--- Start PASSAGE TO READ ---
In fact, as I write this, we are fresh off a plane after spending two weeks in Victoria looking for a new home! Our new house is slightly bigger; it’s 1177 square feet. Still two bedrooms and one bathroom, single-level living (and still a five minute drive from the beach!), but it has a bonus “piano room” at the front of the house, and a hallway separates both bedrooms from the kitchen, living and dining areas. I think it’s going to be a lot more functional for us while still giving us the benefits of living in a smaller home. We are in love with our new house and neighbourhood and excited to explore it more thoroughly starting in May.

Selling our current home was bittersweet. We are excited to move across the country and agree it’s time for a change of scenery. But we have such happy memories here and it feels as though those memories will be diluted by time and distance. We love our neighbours and our community and we will miss our friends and family.

That being said, we are not the type of people to live all our lives in one spot or have just one career, so we would have made a move sooner or later and it probably would have been a drastic move as it’s unaffordable for us to move within the city limits. Canada is a huge country with lots to offer from coast to coast to coast. Vancouver Island offers a totally different lifestyle than Southern Ontario, than the Maritime Provinces. We are so blessed to be able to make this huge change without leaving our country’s borders.

My favourite detail in our little house is our solid-core shaker-style doors. When we bought the house, the previous owner had gone to a big box store and put new doors on every room. They were cheap with gold handles and I despised them.
--- End PASSAGE TO READ ---
WRITTEN TASK 1: In the passage about moving to Victoria, what is the size of the new house?
WRITTEN TASK 2: Write out the passage about moving to Victoria word for word, from "In fact, as" up to and including "starting in May.".
These lines come from a separate source.
--- Start SUPPLIED DATA ---
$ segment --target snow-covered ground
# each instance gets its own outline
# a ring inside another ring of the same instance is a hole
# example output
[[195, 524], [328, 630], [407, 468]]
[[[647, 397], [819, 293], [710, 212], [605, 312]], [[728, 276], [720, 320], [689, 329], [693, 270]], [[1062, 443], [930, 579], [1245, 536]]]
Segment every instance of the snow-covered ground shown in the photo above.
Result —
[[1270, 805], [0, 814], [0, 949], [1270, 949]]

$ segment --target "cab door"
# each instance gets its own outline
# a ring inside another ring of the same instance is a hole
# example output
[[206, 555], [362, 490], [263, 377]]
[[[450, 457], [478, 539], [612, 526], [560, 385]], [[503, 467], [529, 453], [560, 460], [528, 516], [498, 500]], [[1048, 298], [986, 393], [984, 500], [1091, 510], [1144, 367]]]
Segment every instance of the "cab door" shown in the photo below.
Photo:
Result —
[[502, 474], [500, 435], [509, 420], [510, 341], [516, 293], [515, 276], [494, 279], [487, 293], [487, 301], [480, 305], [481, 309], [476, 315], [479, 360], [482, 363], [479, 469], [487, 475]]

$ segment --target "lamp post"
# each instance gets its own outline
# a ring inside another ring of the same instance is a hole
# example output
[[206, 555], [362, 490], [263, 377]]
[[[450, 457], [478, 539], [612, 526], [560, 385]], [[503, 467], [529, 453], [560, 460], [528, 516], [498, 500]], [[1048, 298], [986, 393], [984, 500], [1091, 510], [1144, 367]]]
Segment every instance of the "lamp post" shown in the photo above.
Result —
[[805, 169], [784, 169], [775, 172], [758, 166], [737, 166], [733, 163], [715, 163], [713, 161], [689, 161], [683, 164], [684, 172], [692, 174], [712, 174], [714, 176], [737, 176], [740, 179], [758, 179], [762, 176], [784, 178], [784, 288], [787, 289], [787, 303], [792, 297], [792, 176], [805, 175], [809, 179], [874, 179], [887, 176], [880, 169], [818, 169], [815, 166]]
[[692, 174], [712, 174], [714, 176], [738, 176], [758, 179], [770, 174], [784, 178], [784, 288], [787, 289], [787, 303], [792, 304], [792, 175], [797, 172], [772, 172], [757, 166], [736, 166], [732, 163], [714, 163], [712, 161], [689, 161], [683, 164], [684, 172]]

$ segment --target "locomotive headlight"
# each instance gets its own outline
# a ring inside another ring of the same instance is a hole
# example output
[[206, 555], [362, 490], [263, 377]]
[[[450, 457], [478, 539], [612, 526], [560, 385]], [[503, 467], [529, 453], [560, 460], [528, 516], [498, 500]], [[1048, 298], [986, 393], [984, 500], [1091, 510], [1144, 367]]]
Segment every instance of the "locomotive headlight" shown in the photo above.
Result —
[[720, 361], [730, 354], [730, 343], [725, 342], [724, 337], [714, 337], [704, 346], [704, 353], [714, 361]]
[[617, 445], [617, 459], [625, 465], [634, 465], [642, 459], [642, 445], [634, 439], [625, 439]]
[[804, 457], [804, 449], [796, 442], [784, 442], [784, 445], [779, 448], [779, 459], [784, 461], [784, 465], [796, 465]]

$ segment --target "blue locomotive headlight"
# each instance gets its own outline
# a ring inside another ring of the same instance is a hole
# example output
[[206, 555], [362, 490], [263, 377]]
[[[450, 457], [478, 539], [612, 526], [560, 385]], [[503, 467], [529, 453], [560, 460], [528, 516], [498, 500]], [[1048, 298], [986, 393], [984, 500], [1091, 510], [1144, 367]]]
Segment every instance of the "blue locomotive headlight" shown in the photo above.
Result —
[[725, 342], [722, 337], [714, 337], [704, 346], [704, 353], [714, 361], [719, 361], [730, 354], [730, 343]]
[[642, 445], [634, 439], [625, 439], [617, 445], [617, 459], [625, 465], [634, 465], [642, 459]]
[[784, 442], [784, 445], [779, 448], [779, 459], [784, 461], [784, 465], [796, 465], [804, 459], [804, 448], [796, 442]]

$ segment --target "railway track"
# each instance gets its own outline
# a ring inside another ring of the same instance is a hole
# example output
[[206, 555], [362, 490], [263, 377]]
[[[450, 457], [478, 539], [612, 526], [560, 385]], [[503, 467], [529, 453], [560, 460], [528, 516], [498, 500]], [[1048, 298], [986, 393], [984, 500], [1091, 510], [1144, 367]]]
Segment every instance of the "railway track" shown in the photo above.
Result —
--- End SUPPLIED DATA ---
WRITTEN SOLUTION 1: 1177 square feet.

WRITTEN SOLUTION 2:
In fact, as I write this, we are fresh off a plane after spending two weeks in Victoria looking for a new home! Our new house is slightly bigger; it’s 1177 square feet. Still two bedrooms and one bathroom, single-level living (and still a five minute drive from the beach!), but it has a bonus “piano room” at the front of the house, and a hallway separates both bedrooms from the kitchen, living and dining areas. I think it’s going to be a lot more functional for us while still giving us the benefits of living in a smaller home. We are in love with our new house and neighbourhood and excited to explore it more thoroughly starting in May.